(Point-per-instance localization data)
──────
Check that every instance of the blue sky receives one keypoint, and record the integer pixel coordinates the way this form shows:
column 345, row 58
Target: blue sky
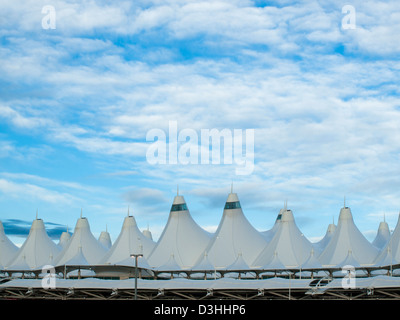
column 77, row 101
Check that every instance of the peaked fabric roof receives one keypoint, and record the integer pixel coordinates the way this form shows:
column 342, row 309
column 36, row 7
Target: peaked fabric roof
column 234, row 235
column 204, row 264
column 37, row 250
column 182, row 237
column 320, row 245
column 269, row 234
column 130, row 240
column 64, row 238
column 382, row 236
column 312, row 262
column 7, row 248
column 392, row 246
column 82, row 239
column 105, row 239
column 347, row 238
column 288, row 242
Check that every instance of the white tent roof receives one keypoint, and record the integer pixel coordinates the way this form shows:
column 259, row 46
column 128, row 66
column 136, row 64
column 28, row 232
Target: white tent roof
column 7, row 248
column 105, row 239
column 170, row 265
column 382, row 236
column 37, row 250
column 182, row 237
column 64, row 238
column 234, row 235
column 238, row 264
column 274, row 264
column 312, row 262
column 269, row 234
column 385, row 258
column 392, row 246
column 347, row 237
column 147, row 233
column 291, row 245
column 320, row 245
column 78, row 259
column 129, row 241
column 203, row 264
column 82, row 238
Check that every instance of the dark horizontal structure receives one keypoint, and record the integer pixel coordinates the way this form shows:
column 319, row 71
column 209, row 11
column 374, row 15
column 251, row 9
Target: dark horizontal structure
column 372, row 288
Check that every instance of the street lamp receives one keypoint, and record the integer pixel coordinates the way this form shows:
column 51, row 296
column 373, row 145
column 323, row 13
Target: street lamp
column 136, row 256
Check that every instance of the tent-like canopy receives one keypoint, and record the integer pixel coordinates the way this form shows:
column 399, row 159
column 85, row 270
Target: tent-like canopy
column 7, row 248
column 320, row 245
column 234, row 235
column 392, row 247
column 82, row 239
column 288, row 242
column 38, row 249
column 347, row 238
column 105, row 239
column 382, row 236
column 269, row 234
column 64, row 238
column 182, row 237
column 130, row 241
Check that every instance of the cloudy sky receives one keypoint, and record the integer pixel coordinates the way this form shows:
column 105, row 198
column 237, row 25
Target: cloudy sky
column 78, row 97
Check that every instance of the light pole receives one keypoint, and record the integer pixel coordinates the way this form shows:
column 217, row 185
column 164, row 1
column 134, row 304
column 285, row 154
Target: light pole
column 136, row 256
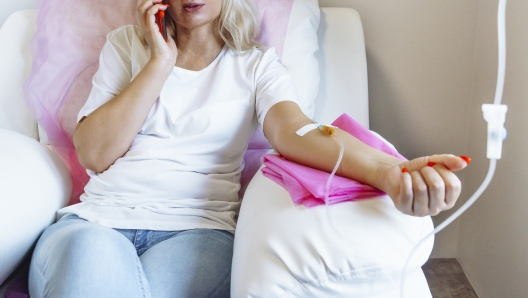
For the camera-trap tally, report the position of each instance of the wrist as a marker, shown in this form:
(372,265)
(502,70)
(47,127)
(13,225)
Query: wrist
(160,66)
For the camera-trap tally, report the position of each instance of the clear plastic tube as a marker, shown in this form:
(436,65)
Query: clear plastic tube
(449,220)
(329,216)
(501,24)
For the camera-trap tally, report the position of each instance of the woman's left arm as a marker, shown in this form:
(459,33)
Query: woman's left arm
(429,186)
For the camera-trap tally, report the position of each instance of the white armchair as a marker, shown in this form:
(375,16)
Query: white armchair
(281,250)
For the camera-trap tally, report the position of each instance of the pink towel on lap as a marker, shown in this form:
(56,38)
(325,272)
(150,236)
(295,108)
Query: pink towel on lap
(307,186)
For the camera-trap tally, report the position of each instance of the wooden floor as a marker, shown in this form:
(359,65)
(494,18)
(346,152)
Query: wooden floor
(446,279)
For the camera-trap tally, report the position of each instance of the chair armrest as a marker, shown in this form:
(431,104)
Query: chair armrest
(34,184)
(283,250)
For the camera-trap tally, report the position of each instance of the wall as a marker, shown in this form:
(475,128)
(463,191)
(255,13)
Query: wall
(10,6)
(420,61)
(493,241)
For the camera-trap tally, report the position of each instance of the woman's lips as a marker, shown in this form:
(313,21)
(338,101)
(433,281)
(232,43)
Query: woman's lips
(192,7)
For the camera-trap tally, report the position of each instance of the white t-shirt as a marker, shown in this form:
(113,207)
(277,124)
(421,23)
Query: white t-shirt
(183,168)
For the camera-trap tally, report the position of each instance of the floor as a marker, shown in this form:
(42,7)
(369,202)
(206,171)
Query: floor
(446,279)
──────
*AIM OF THE EXERCISE*
Copy each line of the data that includes the word "coordinates".

*RESPONSE*
Check that every instance of the blue sky receives one keypoint, and record the integer pixel coordinates the way this form shows:
Check that every instance of the peaked fabric roof receives one keypoint, and record the integer pixel coordinates the way this form shows:
Check that every instance of the white tent roof receives one keypoint, and record the integer pixel coordinates the way this form shows:
Check that every instance of the dark horizontal structure receives one keypoint, and record the integer pixel coordinates the way this form shows:
Check that every instance of the street lamp receives one keypoint, and record the integer pixel coordinates the way this form shows:
Check that every instance of the tent-like canopy receives one keypoint, and record the integer pixel coordinates the way this form shows:
Check that every instance of the cloudy sky receives one keypoint, and record the integer pixel coordinates the way this form shows:
Check that every instance of the light pole receives one keypoint, and record the integer pixel coordinates the way this form shows:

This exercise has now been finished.